[Set task A]
According to the biography, which team did Barbara van Bergen begin her career with in 2007?

[Quoted text]

Barbara van Bergen (born 9 June 1978) is a Dutch wheelchair basketball player and para-alpine skier.

Career

Wheelchair basketball
Van Bergen began her career in 2007 with the team of the Rotterdam Arrows'81 and in 2008 played for the Dutch women's wheelchair basketball team at the 2008 Summer Paralympics in Beijing, where they reached the quarter-finals. Three years later, the Dutch wheelchair basketball team qualified for the 2012 Summer Paralympics in London. After losing in the semi-final, they won the bronze medal match. 

After winning gold at the 2013 Women's European Wheelchair Basketball Championship in Frankfurt, and bronze at the 2014 Women's World Wheelchair Basketball Championship in Toronto, the Dutch team won the silver medal at the 2015 Women's European Wheelchair Basketball Championship, thus qualifying for the 2016 Summer Paralympics in Rio de Janeiro, where they won the bronze medal once again.

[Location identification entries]
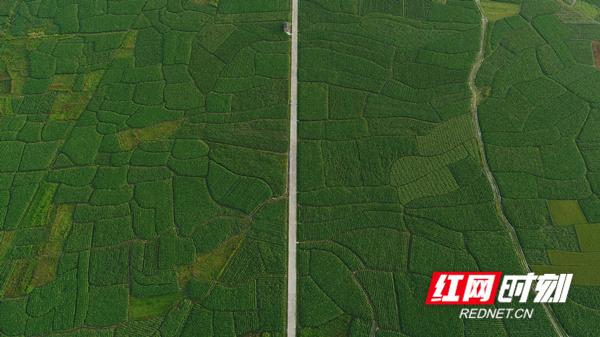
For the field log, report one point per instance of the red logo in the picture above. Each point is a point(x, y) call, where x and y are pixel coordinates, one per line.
point(473, 288)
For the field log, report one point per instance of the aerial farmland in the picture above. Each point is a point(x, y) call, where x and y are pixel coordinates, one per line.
point(299, 168)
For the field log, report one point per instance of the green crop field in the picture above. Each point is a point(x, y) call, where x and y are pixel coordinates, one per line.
point(145, 169)
point(144, 150)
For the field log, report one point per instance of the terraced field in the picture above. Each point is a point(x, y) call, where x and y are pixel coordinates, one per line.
point(391, 175)
point(142, 179)
point(144, 164)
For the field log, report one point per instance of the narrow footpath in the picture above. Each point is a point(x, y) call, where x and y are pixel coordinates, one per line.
point(292, 177)
point(488, 173)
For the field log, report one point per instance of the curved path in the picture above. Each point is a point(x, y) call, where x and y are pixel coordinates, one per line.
point(292, 176)
point(488, 173)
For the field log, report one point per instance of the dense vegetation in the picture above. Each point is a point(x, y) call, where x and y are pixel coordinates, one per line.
point(541, 100)
point(142, 174)
point(390, 176)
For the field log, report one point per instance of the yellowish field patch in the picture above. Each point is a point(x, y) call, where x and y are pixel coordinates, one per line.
point(211, 265)
point(151, 306)
point(45, 270)
point(566, 212)
point(496, 10)
point(129, 139)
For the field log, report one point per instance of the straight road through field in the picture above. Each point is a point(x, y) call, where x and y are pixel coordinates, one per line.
point(292, 168)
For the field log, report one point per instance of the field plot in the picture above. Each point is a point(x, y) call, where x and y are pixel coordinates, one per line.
point(539, 114)
point(390, 180)
point(143, 168)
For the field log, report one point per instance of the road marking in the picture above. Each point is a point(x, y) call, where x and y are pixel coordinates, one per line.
point(292, 170)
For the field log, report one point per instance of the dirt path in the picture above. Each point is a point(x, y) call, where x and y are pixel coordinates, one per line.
point(488, 173)
point(292, 176)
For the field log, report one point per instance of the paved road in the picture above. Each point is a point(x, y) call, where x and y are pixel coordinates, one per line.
point(292, 169)
point(488, 173)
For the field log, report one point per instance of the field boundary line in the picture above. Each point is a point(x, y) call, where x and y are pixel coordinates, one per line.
point(292, 180)
point(488, 172)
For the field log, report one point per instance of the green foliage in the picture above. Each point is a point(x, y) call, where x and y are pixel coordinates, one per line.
point(107, 306)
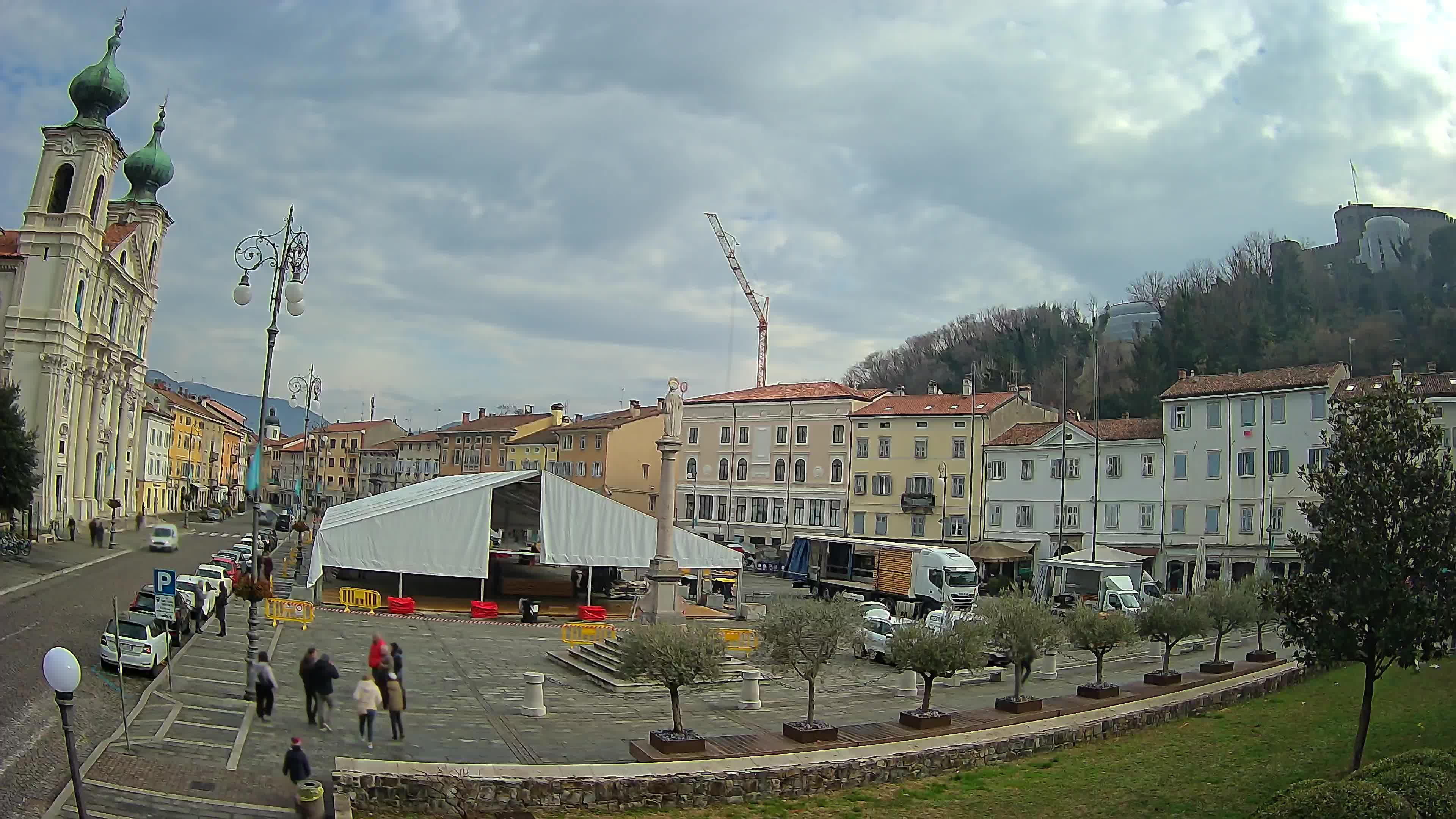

[Set task B]
Swap "field log" for "survey record" in the entries from the start up to and including the line with "point(299, 168)", and reproduce only those lines with nothing else changed. Omit the pictures.

[Worked answer A]
The Rotterdam Arrows'81

[Worked answer B]
For the survey record, report one point per instance of the red logo in the picture above. Each point is a point(x, y) call, where x and y are pixel coordinates, one per line.
point(473, 288)
For the survey record, report one point per instance of the aerial farmland in the picture above. Each point is a point(x, y) call, where x and y are pixel coordinates, one per line.
point(299, 168)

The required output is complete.